Aim
In the data below, swap "second-pass" for "third-pass" in the lines starting at the one that contains "sand has been boxed. Return all bounding boxes." and ending at the end of the data. Give back only those lines with nothing else changed, and leave the pictures out.
--- start Data extract ---
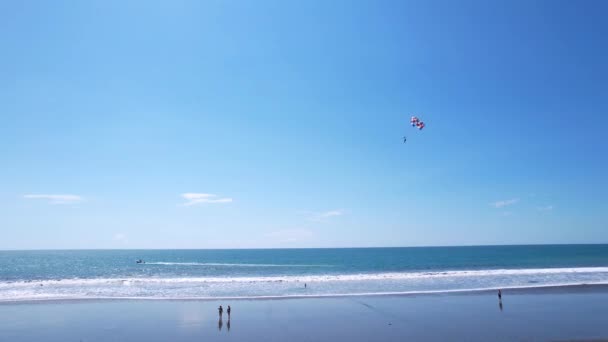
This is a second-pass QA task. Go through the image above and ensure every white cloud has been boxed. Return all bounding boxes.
[309,209,344,222]
[23,194,84,204]
[182,192,232,206]
[266,229,313,243]
[114,233,127,241]
[490,198,519,208]
[114,233,129,244]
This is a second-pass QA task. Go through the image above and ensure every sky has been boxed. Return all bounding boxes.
[0,0,608,249]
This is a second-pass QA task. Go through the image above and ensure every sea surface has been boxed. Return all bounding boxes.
[0,245,608,302]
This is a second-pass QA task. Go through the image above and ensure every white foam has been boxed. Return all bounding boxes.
[145,261,331,267]
[0,281,608,303]
[0,267,608,289]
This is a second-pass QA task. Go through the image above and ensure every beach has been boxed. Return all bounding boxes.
[0,286,608,342]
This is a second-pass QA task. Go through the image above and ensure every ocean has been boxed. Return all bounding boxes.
[0,245,608,302]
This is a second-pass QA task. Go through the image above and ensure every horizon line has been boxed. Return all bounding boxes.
[0,242,608,252]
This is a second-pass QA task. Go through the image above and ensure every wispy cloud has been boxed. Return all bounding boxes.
[490,198,519,209]
[308,209,344,222]
[265,229,314,243]
[23,194,84,204]
[182,192,232,206]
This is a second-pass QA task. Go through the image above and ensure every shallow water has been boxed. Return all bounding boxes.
[0,245,608,301]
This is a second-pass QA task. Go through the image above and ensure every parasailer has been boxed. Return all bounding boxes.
[403,116,425,143]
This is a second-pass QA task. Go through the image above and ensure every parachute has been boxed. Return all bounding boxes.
[403,116,425,143]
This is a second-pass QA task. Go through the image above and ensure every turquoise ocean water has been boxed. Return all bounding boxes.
[0,245,608,301]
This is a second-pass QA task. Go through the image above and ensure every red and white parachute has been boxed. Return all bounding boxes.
[410,116,424,130]
[403,116,424,143]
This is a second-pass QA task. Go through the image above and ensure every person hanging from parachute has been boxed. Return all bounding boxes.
[403,116,424,143]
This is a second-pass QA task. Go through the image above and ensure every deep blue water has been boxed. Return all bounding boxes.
[0,245,608,301]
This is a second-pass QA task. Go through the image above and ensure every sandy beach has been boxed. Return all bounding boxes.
[0,286,608,342]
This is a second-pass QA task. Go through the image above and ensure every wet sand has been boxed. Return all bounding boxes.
[0,286,608,342]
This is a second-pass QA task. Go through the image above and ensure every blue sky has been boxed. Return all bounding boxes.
[0,0,608,249]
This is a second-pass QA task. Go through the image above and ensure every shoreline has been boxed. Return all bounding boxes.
[0,283,608,306]
[0,285,608,342]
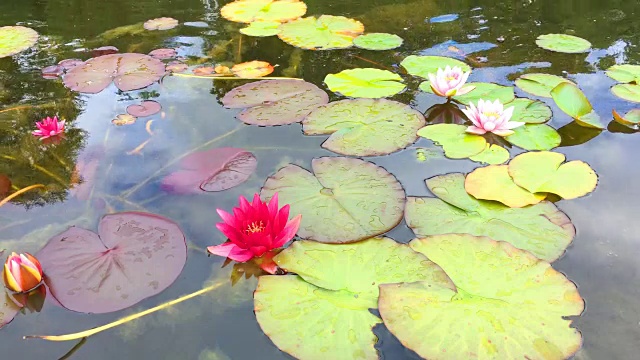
--- end Data extract ---
Task result
This is a third-pass QA task. Go through the image above and ensure every wet sand has been boxed. Return all bounding boxes.
[0,286,608,342]
This is a third-pass QA task. Go through the image above and ensure every blue sky has been boxed. Return all bounding boxes.
[0,0,608,249]
This is a third-pass QA task. Go through the image above and ensure every shoreline has been boxed. Return all bounding boxes.
[0,283,608,306]
[0,285,608,342]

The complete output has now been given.